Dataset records
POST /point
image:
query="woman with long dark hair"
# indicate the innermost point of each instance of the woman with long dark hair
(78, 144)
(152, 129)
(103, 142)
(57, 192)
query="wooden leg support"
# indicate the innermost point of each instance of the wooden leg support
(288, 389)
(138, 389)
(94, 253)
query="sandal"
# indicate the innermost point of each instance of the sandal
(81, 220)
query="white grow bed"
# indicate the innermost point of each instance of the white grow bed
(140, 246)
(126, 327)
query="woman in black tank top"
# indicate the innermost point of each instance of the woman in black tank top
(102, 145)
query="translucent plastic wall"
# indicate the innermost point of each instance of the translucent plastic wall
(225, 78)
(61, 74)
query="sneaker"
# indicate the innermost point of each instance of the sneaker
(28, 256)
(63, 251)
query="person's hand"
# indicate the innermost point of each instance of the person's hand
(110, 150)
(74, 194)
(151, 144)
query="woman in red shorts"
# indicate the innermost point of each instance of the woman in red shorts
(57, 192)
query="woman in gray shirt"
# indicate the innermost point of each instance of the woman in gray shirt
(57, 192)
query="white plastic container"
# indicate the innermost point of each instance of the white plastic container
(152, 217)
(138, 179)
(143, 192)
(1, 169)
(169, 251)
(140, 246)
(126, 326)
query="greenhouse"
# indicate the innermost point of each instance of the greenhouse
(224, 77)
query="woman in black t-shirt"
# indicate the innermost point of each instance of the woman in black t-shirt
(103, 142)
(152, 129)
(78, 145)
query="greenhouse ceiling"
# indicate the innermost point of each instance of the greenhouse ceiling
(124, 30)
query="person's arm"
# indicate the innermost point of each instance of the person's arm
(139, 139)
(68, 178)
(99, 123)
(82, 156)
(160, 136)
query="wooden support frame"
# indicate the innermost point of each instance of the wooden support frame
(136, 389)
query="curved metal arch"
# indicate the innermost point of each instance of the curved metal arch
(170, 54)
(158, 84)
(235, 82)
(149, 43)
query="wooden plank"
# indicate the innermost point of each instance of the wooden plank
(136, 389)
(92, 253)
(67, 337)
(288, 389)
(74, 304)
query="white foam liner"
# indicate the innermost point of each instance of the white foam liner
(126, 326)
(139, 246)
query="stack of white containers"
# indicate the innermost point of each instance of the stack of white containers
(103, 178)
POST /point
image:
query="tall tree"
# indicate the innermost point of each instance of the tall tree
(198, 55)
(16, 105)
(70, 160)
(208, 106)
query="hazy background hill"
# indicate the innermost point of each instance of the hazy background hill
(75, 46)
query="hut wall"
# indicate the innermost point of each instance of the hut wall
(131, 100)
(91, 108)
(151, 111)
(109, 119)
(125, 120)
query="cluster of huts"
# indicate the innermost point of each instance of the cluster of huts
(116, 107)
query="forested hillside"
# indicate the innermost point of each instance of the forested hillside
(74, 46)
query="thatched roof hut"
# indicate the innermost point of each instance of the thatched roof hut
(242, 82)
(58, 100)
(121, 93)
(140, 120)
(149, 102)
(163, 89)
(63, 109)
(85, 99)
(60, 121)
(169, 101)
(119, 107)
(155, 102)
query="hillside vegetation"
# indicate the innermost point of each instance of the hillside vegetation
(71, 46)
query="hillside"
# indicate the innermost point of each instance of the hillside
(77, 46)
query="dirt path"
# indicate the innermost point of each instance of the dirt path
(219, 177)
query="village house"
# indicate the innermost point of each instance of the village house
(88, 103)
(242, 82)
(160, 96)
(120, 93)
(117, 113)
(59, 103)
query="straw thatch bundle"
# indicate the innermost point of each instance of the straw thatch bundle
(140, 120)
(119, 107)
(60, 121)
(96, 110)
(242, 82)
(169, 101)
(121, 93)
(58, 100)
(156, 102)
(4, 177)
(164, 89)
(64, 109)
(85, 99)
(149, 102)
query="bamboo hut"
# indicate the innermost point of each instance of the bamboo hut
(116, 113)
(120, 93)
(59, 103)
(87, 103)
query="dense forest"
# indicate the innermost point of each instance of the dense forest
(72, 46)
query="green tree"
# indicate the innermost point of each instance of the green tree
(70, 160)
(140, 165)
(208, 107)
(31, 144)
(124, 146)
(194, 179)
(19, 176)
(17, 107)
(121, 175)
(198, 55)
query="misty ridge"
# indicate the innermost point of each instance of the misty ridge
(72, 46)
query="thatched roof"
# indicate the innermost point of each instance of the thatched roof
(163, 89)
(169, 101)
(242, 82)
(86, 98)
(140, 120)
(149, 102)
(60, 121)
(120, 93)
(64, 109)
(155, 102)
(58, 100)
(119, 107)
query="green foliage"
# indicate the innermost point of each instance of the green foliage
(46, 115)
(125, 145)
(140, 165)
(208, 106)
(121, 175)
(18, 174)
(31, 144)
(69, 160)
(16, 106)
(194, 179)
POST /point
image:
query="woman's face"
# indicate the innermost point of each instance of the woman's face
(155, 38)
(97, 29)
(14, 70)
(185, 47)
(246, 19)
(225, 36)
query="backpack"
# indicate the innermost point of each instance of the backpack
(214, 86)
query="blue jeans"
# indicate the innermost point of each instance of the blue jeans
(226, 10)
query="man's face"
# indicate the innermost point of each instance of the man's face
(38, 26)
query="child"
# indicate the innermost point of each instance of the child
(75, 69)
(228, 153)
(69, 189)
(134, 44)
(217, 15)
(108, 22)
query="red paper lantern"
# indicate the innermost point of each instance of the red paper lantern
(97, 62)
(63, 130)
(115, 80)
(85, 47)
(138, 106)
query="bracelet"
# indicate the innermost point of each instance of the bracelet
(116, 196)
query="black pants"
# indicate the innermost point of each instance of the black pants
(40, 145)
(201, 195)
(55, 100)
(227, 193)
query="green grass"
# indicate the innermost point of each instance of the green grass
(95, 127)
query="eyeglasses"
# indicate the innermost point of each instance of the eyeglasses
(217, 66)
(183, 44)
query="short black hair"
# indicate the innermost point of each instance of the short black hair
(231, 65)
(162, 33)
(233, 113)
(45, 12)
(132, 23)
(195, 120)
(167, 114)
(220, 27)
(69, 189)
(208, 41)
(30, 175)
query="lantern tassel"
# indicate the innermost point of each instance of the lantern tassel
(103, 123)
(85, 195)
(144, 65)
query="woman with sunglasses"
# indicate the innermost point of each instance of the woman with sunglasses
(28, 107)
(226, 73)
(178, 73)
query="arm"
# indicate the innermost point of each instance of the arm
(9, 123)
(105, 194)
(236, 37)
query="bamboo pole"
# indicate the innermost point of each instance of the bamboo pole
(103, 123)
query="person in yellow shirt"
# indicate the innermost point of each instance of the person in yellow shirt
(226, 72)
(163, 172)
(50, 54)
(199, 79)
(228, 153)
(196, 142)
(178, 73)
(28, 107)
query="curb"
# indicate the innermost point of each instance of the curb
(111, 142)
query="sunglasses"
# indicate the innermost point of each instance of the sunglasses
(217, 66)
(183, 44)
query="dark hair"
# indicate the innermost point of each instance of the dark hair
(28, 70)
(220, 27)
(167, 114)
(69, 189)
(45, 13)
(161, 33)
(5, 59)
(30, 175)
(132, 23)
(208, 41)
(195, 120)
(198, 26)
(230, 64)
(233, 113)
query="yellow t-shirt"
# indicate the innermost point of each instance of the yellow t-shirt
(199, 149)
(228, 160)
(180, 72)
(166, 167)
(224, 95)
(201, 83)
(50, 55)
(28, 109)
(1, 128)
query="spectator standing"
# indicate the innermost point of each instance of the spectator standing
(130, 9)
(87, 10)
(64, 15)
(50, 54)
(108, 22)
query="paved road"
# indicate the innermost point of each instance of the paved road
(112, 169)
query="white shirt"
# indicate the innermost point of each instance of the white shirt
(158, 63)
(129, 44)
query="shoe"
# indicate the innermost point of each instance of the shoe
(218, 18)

- [Task item]:
Exact repetition of every record is required.

- [Solution for this exercise]:
POST /point
image:
query="woman with long dark hair"
# indicate the innermost point of each instance of the woman with long dark hair
(78, 144)
(152, 129)
(103, 142)
(57, 192)
query="wooden leg support"
# indicate the innermost point of each instance of the wooden leg support
(288, 389)
(138, 389)
(94, 253)
query="sandal"
# indicate the innermost point of each instance of the sandal
(81, 220)
query="white grow bed"
# indicate the innermost point of each instance of the white grow bed
(140, 246)
(126, 327)
query="woman in black tank top"
# indicate the innermost point of each instance of the woman in black tank top
(102, 145)
query="translucent plastic wall"
# indicate the innermost point of each instance of the translucent plastic wall
(225, 78)
(61, 74)
query="sneaker"
# indicate the innermost point of each instance of the sneaker
(28, 256)
(63, 251)
query="person's hand"
# indicate the innermost point of each instance of the person's hand
(110, 150)
(74, 194)
(151, 144)
query="woman in red shorts"
# indicate the innermost point of each instance of the woman in red shorts
(57, 192)
query="woman in gray shirt"
# indicate the innermost point of each instance of the woman in gray shirt
(57, 192)
query="white plastic container"
# indicate the innermost point of each instance of the white plastic container
(152, 217)
(138, 179)
(143, 192)
(1, 169)
(169, 251)
(140, 246)
(126, 326)
query="greenhouse"
# indicate the innermost point of each instance of the greenhouse
(224, 77)
query="woman in black t-shirt"
# indicate the innermost point of each instance of the woman in black t-shirt
(103, 142)
(152, 129)
(78, 145)
query="greenhouse ceiling"
# indicate the innermost point of each instance of the greenhouse ceiling
(124, 30)
query="person's arm"
# indicate the innermost point of each instance of the person's arm
(139, 139)
(68, 178)
(99, 123)
(82, 156)
(160, 136)
query="wooden support frame"
# indicate the innermost point of each instance of the wooden support frame
(136, 389)
query="curved metal arch"
# indicate the innermost point of each instance of the curved metal arch
(170, 54)
(158, 84)
(235, 82)
(149, 43)
query="wooden plank"
# indicate the innermost point of each instance of the wooden plank
(136, 389)
(92, 253)
(67, 337)
(288, 389)
(74, 304)
query="white foam liner"
# indicate the innermost point of each instance of the white foam liner
(126, 326)
(139, 246)
query="stack of white containers"
# indicate the innermost point of each instance of the stack of white containers
(103, 178)
POST /point
image:
query="tall tree"
# indicate the innermost point of each instance of the tall tree
(198, 55)
(16, 105)
(70, 160)
(208, 106)
query="hazy background hill"
# indicate the innermost point of each instance of the hazy background hill
(75, 46)
query="hut wall"
# indicate the innermost point of each instance of the hut wall
(131, 100)
(91, 108)
(151, 111)
(109, 119)
(125, 120)
query="cluster of huts"
# indicate the innermost point of each instance of the cluster of huts
(116, 107)
query="forested hillside"
# indicate the innermost point of each instance of the forested hillside
(74, 46)
query="thatched roof hut"
# indicate the innermost point of each instance of the thatched roof hut
(242, 82)
(58, 100)
(121, 93)
(140, 120)
(149, 102)
(163, 89)
(63, 109)
(85, 99)
(60, 121)
(169, 101)
(119, 107)
(155, 102)
query="hillside vegetation"
# indicate the innermost point of each instance of the hillside vegetation
(71, 46)
query="hillside"
# indicate the innermost point of each instance of the hillside
(77, 46)
query="dirt path"
# indicate the innermost point of each instance of the dirt path
(219, 177)
query="village house"
# indicate the innermost point of each instance of the village house
(88, 103)
(242, 82)
(160, 96)
(120, 93)
(117, 113)
(59, 103)
query="straw thatch bundle"
# indicate the innermost point of each instance of the straw thatch bundle
(140, 120)
(119, 107)
(60, 121)
(96, 110)
(242, 82)
(169, 101)
(121, 93)
(58, 100)
(156, 102)
(4, 177)
(164, 89)
(64, 109)
(85, 99)
(149, 102)
query="bamboo hut"
# indicate the innermost point of each instance of the bamboo hut
(116, 113)
(120, 93)
(59, 103)
(87, 103)
query="dense forest"
# indicate the innermost point of each instance of the dense forest
(72, 46)
query="green tree"
# indicate the innermost point of each instance of the green tree
(70, 160)
(140, 165)
(208, 107)
(31, 144)
(124, 146)
(194, 179)
(19, 176)
(17, 107)
(121, 175)
(198, 55)
query="misty ridge"
# indicate the innermost point of each instance of the misty ridge
(72, 46)
query="thatched roof"
# indicate the innermost point of each instance of the thatched roof
(163, 89)
(169, 101)
(242, 82)
(86, 98)
(140, 120)
(149, 102)
(60, 121)
(120, 93)
(64, 109)
(155, 102)
(58, 100)
(119, 107)
query="green foliage"
# indicate the innermost point of each instance of the green foliage
(46, 115)
(125, 145)
(140, 165)
(208, 106)
(121, 175)
(18, 174)
(31, 144)
(69, 160)
(16, 106)
(194, 179)
POST /point
image:
query="woman's face"
# indicate the innermost point of each instance of the woman's face
(155, 38)
(97, 29)
(14, 70)
(185, 47)
(246, 19)
(225, 36)
query="backpack"
# indicate the innermost point of each instance of the backpack
(214, 86)
query="blue jeans"
# indicate the innermost point of each instance of the blue jeans
(226, 10)
query="man's face"
# indicate the innermost point of each instance of the man's face
(38, 26)
query="child"
# indicate the innermost point of each instance of the child
(75, 69)
(228, 153)
(69, 189)
(134, 44)
(217, 15)
(108, 22)
query="red paper lantern"
# indicate the innermost point of each instance of the red paper lantern
(97, 62)
(63, 130)
(115, 80)
(85, 47)
(138, 106)
query="bracelet"
# indicate the innermost point of each instance of the bracelet
(116, 196)
query="black pants"
# indicate the innermost point of each instance of the black pants
(40, 145)
(201, 195)
(55, 100)
(227, 193)
query="green grass"
# indicate the innermost point of each instance of the green grass
(95, 127)
query="eyeglasses"
# indicate the innermost point of each instance of the eyeglasses
(217, 66)
(183, 44)
query="short black hair"
# indicate the innermost point of each instance of the short black hair
(231, 65)
(162, 33)
(233, 113)
(45, 12)
(132, 23)
(195, 120)
(167, 114)
(220, 27)
(69, 189)
(208, 41)
(30, 175)
query="lantern tassel"
# indicate the innermost point of each instance of the lantern tassel
(103, 123)
(85, 195)
(144, 65)
query="woman with sunglasses"
# indicate the innermost point of each instance of the woman with sunglasses
(28, 107)
(226, 73)
(178, 73)
query="arm"
# indicate the innermost point of each instance of the arm
(9, 123)
(105, 194)
(236, 37)
query="bamboo pole"
# indicate the innermost point of each instance of the bamboo pole
(103, 123)
query="person in yellow shirt"
# indicate the innermost point of each instance of the person in yellow shirt
(226, 72)
(163, 172)
(50, 54)
(199, 79)
(228, 153)
(196, 142)
(178, 73)
(28, 107)
query="curb"
# indicate the innermost point of each instance of the curb
(111, 142)
query="sunglasses"
# indicate the innermost point of each instance of the sunglasses
(217, 66)
(183, 44)
query="dark hair"
# indicate the innermost point of each instance of the dark hair
(28, 70)
(220, 27)
(167, 114)
(69, 189)
(45, 13)
(161, 33)
(5, 59)
(30, 175)
(132, 23)
(208, 41)
(195, 120)
(198, 26)
(230, 64)
(233, 113)
query="yellow t-shirt"
# indicate the innermost point of each instance of the yellow t-shirt
(199, 149)
(228, 160)
(180, 72)
(166, 167)
(224, 95)
(201, 83)
(50, 55)
(28, 109)
(1, 128)
query="spectator standing"
# indicate the innermost point of each instance of the spectator standing
(130, 9)
(87, 10)
(64, 15)
(50, 54)
(108, 22)
query="paved road"
# indicate the innermost point of each instance of the paved road
(112, 169)
query="white shirt"
# indicate the innermost point of each instance of the white shirt
(158, 63)
(129, 44)
query="shoe"
# indicate the innermost point of each instance of the shoe
(218, 18)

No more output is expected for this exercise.